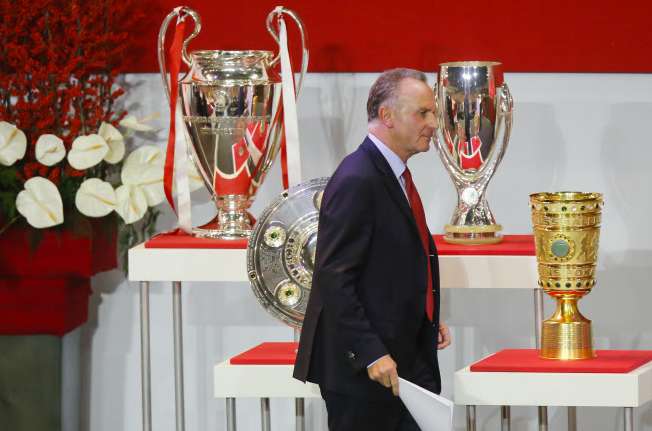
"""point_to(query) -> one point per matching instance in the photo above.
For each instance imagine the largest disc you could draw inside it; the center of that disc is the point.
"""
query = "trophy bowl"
(566, 233)
(474, 112)
(231, 102)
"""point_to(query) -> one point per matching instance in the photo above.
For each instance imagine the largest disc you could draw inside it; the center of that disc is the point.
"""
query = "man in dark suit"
(373, 312)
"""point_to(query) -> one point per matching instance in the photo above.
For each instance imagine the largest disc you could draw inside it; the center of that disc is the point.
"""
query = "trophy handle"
(180, 13)
(503, 130)
(457, 174)
(277, 13)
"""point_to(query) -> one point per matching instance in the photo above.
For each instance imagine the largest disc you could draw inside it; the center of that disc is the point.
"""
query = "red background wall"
(370, 36)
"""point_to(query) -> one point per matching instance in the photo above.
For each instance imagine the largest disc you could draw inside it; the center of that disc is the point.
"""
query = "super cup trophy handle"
(277, 13)
(181, 13)
(446, 157)
(505, 106)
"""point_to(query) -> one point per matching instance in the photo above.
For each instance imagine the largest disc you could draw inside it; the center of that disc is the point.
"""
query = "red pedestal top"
(511, 245)
(514, 245)
(268, 354)
(179, 239)
(527, 360)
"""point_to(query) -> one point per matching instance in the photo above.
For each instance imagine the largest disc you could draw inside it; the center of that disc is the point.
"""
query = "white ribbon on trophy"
(289, 107)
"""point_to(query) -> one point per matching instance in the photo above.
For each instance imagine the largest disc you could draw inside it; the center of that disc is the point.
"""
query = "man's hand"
(384, 372)
(444, 338)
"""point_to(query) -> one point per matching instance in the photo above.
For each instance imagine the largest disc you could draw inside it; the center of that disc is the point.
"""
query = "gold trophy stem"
(567, 334)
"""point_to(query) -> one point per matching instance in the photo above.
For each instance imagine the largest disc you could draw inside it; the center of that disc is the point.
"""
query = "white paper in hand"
(431, 411)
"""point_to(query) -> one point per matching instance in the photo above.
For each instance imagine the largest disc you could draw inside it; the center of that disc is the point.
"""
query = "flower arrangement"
(64, 142)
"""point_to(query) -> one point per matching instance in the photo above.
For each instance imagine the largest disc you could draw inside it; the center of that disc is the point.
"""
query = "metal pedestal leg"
(538, 316)
(299, 403)
(300, 409)
(265, 418)
(629, 419)
(505, 418)
(178, 354)
(145, 384)
(572, 418)
(538, 324)
(470, 418)
(230, 414)
(543, 418)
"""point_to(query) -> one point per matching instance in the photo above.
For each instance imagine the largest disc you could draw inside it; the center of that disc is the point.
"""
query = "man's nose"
(432, 120)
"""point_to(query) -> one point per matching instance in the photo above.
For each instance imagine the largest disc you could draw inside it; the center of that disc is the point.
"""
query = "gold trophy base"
(567, 334)
(473, 235)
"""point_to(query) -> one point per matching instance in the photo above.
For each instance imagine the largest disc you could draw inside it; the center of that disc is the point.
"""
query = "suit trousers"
(354, 413)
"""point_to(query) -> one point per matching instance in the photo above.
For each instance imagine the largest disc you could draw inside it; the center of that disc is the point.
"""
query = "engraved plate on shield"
(281, 251)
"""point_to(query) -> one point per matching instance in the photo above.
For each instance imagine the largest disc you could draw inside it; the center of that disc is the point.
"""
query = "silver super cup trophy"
(232, 109)
(474, 113)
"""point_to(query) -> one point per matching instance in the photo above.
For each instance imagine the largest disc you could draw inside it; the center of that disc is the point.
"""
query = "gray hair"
(384, 89)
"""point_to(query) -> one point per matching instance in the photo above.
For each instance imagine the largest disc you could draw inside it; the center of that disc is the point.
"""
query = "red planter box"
(44, 287)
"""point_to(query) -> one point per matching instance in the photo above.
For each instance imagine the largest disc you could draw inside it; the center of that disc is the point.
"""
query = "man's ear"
(386, 116)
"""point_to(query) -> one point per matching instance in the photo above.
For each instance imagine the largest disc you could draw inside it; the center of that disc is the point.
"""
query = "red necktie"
(420, 218)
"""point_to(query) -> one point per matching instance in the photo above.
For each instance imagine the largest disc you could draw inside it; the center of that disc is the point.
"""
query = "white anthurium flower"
(87, 151)
(131, 122)
(49, 150)
(40, 203)
(95, 198)
(131, 203)
(114, 140)
(144, 168)
(13, 143)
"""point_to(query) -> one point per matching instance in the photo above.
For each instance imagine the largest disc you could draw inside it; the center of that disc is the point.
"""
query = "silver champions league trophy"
(281, 251)
(474, 115)
(232, 109)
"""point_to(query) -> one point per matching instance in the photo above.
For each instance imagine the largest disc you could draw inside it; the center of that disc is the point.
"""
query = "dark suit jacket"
(369, 283)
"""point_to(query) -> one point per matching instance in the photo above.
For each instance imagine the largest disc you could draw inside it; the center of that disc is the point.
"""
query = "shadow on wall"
(619, 305)
(625, 161)
(536, 156)
(105, 284)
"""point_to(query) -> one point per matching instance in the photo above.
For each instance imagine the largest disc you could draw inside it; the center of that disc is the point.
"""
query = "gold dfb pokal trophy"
(566, 232)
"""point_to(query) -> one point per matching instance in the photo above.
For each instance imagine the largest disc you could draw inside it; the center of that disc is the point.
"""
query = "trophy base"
(473, 235)
(230, 231)
(567, 334)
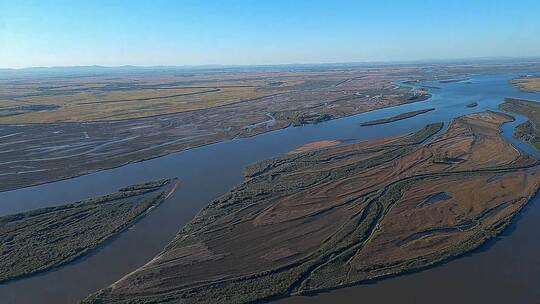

§ **What you have to do**
The whole listing above must be duplicated word for word, apart from its pictures.

§ **Completed exercise**
"""point_to(query) -> one point per matching instance in the photo above.
For each instance imagine the largest disc you could draw inside it; the center of that disc is the point.
"""
query = "trophy bowl"
(566, 233)
(474, 112)
(231, 102)
"""point_to(query) -> one point per matching instance in the photo above.
For each instance imagine the largest disc you could draw inside it; the center of that disc is the point.
"""
query = "man in dark suit"
(373, 312)
"""point_to(query) -> one point per matching instance in the photo above.
For each instance imagine the largest disc you could draw inside it; the center of that disc is the point.
"""
query = "trophy handle"
(180, 13)
(503, 130)
(457, 174)
(277, 13)
"""point_to(query) -> one point per matching instance in the photo above.
For each instance imagine the largest disc you could draw inside it; the center of that disc is the point.
"""
query = "red background wall"
(370, 36)
"""point_to(query) -> one point per matching instance in the photo above.
For each instance imagine the largest disc you could draw inside it; the center of that disc is the point.
"""
query = "super cup trophy handle"
(277, 13)
(181, 13)
(446, 157)
(505, 106)
"""point_to(query) -> one point per matching instance in the photo above.
For each instance imagine the largest disc you could draw inside it; the center of that disc is the point.
"""
query = "red pedestal top"
(511, 245)
(514, 245)
(268, 354)
(179, 239)
(527, 360)
"""point_to(query) -> one point per matching instance in the photo above.
For each instance imagine the largest disc you could draw inside it; the center of that disc is the point.
"""
query = "white ribbon on trophy"
(289, 107)
"""point_to(query) -> one point per matching instance in the photo above.
For each instance imagine the largest disc you could draw inside it; the center of that disc is the point.
"""
query = "man's hand"
(384, 372)
(444, 338)
"""point_to(query) -> one point per matching instance in the photo above.
For each instance imagine the largest disc you could draw inside it; the center of that disc is the point.
"""
query = "gold trophy stem"
(567, 334)
"""point_to(query) -> one point per matching instance in the photo above.
For each instance imagine the largest disc you could draw inside it; the center of that disc is the point.
"""
query = "white paper in hand"
(431, 411)
"""point_to(query) -> one point per matching instance in the photo above.
For each instance imagine the largest disc you could draw inside it; the center of that disc is the point.
"""
query = "flower arrangement"
(64, 142)
"""point_to(query) -> one point per matching instance in the photo above.
For each instance imagine the largest disc you could draw inside it; the center of that disc is the point.
"""
query = "metal pedestal leg"
(538, 316)
(299, 403)
(300, 409)
(265, 418)
(629, 419)
(505, 418)
(178, 354)
(145, 384)
(572, 418)
(538, 324)
(470, 418)
(230, 414)
(543, 418)
"""point_to(query) -> one point per matching instance in the photo above.
For each instance imagine the largest disc you could draw inside it; the center of that disc is the point.
"""
query = "man's nose"
(432, 120)
"""point_to(query) -> one point per matching instance in the photo above.
For each instance imagine the largest disc you could draw inside it; the center of that disc is the point.
"""
query = "gold trophy base"
(567, 334)
(473, 235)
"""point_to(query) -> one point per matching instance in the photo above.
For each instance imagine the largest disc you could draw inside it; the center of that disc is the point.
"""
query = "suit trousers"
(354, 413)
"""point_to(query) -> one point per matching instance in the photo above.
For each instance imagine the largest disc you could draw inside it; the center of that disc is the point.
"""
query = "engraved plate on shield"
(281, 251)
"""point_to(query) -> one point per matching instance in the photo above.
For each instance imagine the largest disc you could draw inside it; the center of that disc is the point.
"""
query = "silver super cup trophy"
(232, 109)
(474, 113)
"""point_to(query) -> one point per matching instance in the photo above.
For each instance imagine the largest disc you could draw inside it; the center of that disc is the point.
"""
query = "gray hair"
(384, 89)
"""point_to(query) -> one point per matching instance in the photo above.
For each instance imagine the largest disc you could draw inside it; the center of that disc is the point.
"""
query = "red planter box"
(44, 287)
"""point_to(query) -> one point per matching instance in the photo above.
For each instance imagine the largest disc you could draw inside it; the center of that disc is the point.
"""
query = "man's ear"
(386, 116)
"""point_to(query) -> one point per matching instance in the photo above.
For each instance imagine the largest disc you could draw inside it; the center of that disc is the point.
"""
query = "red necktie"
(420, 218)
"""point_to(query) -> one point per matching instance in the photo above.
For each instance imagine the largest disc you could draw inside it; the center of that disc is the point.
"""
query = "white anthurium flower"
(87, 151)
(131, 122)
(49, 150)
(40, 203)
(95, 198)
(131, 203)
(114, 140)
(144, 168)
(13, 143)
"""point_to(query) -> one point per matching instance in the photo above.
For each instance imagine the largest disc you could draw inside it; the center of that disc is the point.
"""
query = "silver champions league trophy"
(281, 251)
(474, 115)
(232, 109)
"""point_to(query) -> one point per matching instance in the photo above.
For each instance imagine the largest disc you could draw inside it; the center of that disc is the point.
"""
query = "dark suit jacket"
(369, 283)
"""point_to(query) -> one point per matching instance in the photo above.
For each instance imagine the largest disc you could draw inside it; the center of that disc is the point.
"""
query = "shadow on wall"
(619, 305)
(625, 161)
(536, 156)
(105, 284)
"""point_to(query) -> one point per matching instance in the photo above.
For each instance imagine the largest disc you could draw inside it; the center of that disc is the point.
"""
query = "gold dfb pokal trophy"
(566, 232)
"""point_to(query) -> one point per matching instance in the photo above.
For each instance imagine the largest disc you could draw inside it; the center of that disc is the point.
"""
query = "trophy base"
(473, 235)
(230, 231)
(567, 334)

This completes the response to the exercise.